No fundo, na essência, sempre o mesmo propósito: a salvaguarda e a manutenção do sistema. Este, suas mazelas, sua entranhada e incorrigível desumanidade, não vem ao caso, não se contesta. Enfim, confirma-se mais uma vez: fascismo e capitalismo não se opõem, completam-se.
Mas é claro, o abuso de poder, os excessos da autoridade não são erupções repentinas, surpreendentes, que surgem do nada. Essas manifestações exigem um longo cultivo, cuidadosa maturação e, como a história ensina, exigem principalmente a omissão, o silêncio e a conivência dos democratas, dos humanistas, das mulheres e dos homens de bem - omissão, silêncio e conivência que levam a tragédias como a morte do reitor Luiz Carlos Cancellier.
O caso do professor Cancellier é um exemplo clássico, pronto e acabado, de abuso de poder. Um exemplo também completo da impunidade das autoridades arbitrárias e despóticas. Prisão sem justificativa firme, plausível e feita sob os holofotes da Globo, da CBN; acusações vagas, suposições e todo o ritual de humilhação a que são submetidos os presos, culpados ou inocentes. De um lado, a covardia extrema, sadismo, maldade, cinismo, baixeza e a vilania praticada em seu grau mais elevado. De outro, angústia, desespero, desamparo e aquele sentimento de injustiça, de iniquidade, que nada aplaca, alivia ou consola.
Não há como se livrar da mancha de ter sido preso neste Brasil dos abusos da Lava Jato e de operações inquisitoriais assemelhadas. "Se foi preso é porque deve ter alguma coisa. Se foi preso mereceu", diz a voz dos tolos. Como alguns dos presos são realmente bandidos, todos os presos são bandidos. Esse é o silogismo medíocre, ginasiano, concurseiro, dessa nova rapaziada que invade as instituições brasileiras pela via do concurso público.

* **Exercício**:
Responda às perguntas sobre o texto a respeito do caso Cancellier:
1. Segundo o texto, o que fascismo e capitalismo fazem, em vez de se oporem?
2. Com que título Luiz Carlos Cancellier é mencionado no trecho que fala de "tragédias como a morte"?
3. Sob os holofotes de quais veículos a prisão foi feita?
Esta listagem provém de outra fonte.

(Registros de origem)
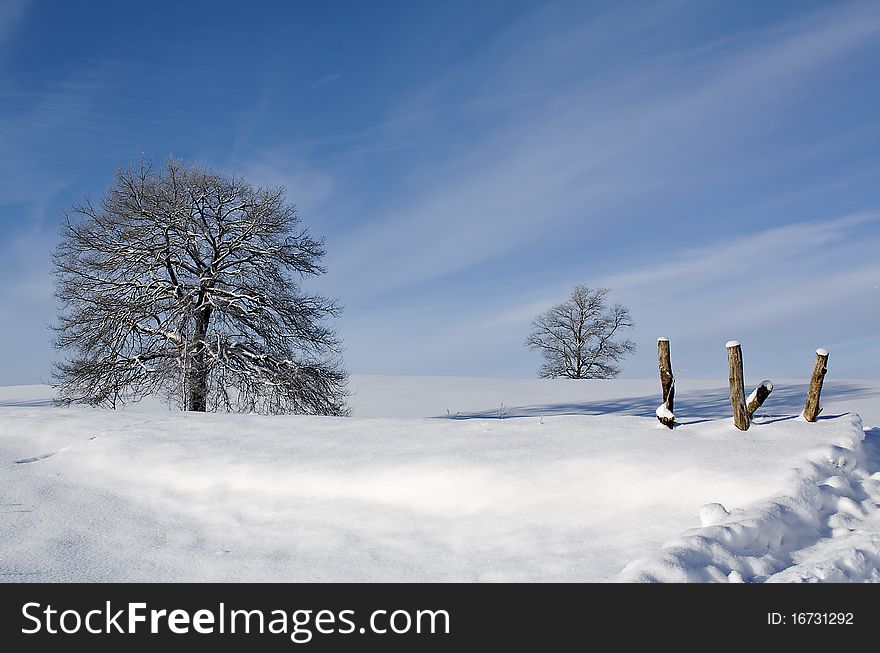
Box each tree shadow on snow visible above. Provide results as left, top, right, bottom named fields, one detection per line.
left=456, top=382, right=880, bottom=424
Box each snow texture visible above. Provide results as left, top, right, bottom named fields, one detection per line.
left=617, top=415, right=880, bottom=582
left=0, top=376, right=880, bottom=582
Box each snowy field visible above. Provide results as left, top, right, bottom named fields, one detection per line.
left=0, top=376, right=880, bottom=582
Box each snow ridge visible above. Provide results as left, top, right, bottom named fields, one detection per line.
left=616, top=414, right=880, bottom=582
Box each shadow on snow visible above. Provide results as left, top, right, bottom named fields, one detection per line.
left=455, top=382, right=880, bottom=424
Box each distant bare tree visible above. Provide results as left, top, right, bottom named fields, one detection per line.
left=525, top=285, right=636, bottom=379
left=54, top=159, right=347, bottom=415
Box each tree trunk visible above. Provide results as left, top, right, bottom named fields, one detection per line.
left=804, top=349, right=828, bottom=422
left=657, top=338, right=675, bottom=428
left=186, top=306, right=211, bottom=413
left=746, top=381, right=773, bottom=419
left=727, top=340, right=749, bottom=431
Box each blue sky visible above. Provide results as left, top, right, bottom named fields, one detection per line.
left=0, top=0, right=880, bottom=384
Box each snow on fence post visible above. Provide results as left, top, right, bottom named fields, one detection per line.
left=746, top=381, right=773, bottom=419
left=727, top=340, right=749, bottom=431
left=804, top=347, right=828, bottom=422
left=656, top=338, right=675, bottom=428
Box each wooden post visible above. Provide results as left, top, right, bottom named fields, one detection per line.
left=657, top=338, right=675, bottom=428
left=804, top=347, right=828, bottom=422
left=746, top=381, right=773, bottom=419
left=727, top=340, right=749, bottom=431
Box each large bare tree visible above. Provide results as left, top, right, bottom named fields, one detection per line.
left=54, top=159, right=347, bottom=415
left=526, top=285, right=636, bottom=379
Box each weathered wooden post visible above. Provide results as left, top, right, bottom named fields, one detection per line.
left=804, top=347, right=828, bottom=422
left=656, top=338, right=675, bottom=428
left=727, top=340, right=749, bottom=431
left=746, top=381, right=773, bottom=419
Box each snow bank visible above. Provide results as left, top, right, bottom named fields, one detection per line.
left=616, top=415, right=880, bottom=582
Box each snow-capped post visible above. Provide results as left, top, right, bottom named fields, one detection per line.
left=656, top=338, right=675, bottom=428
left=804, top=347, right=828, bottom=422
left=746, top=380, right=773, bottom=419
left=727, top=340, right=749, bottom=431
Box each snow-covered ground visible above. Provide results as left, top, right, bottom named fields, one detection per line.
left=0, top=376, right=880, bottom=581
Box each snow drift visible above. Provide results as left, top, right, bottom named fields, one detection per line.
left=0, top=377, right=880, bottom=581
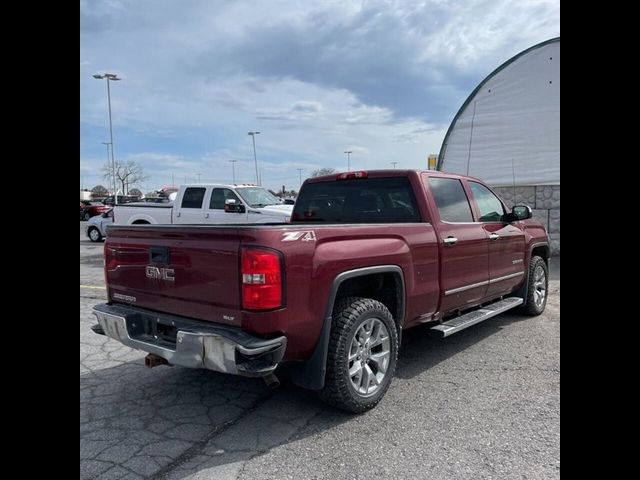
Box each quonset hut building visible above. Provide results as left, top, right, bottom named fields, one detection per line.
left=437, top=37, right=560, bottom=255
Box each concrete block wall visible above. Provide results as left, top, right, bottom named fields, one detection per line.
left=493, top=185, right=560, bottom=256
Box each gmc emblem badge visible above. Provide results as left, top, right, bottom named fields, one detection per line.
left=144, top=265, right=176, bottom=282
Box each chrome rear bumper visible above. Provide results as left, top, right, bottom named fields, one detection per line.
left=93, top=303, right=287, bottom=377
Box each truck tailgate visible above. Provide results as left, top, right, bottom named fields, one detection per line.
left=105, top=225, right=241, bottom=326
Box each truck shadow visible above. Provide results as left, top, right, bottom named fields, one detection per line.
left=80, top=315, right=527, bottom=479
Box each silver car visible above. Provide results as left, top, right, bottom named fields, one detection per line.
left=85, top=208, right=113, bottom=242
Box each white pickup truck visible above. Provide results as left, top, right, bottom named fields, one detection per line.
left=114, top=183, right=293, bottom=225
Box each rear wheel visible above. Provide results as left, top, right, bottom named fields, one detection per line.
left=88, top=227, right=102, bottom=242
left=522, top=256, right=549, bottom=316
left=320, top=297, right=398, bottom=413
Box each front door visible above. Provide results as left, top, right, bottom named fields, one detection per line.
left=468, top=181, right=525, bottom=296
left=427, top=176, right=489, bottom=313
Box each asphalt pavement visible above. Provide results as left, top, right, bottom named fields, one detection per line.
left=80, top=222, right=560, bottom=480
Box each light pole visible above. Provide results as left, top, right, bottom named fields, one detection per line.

* **Resolução**:
1. Completam-se.
2. Reitor.
3. Globo e CBN.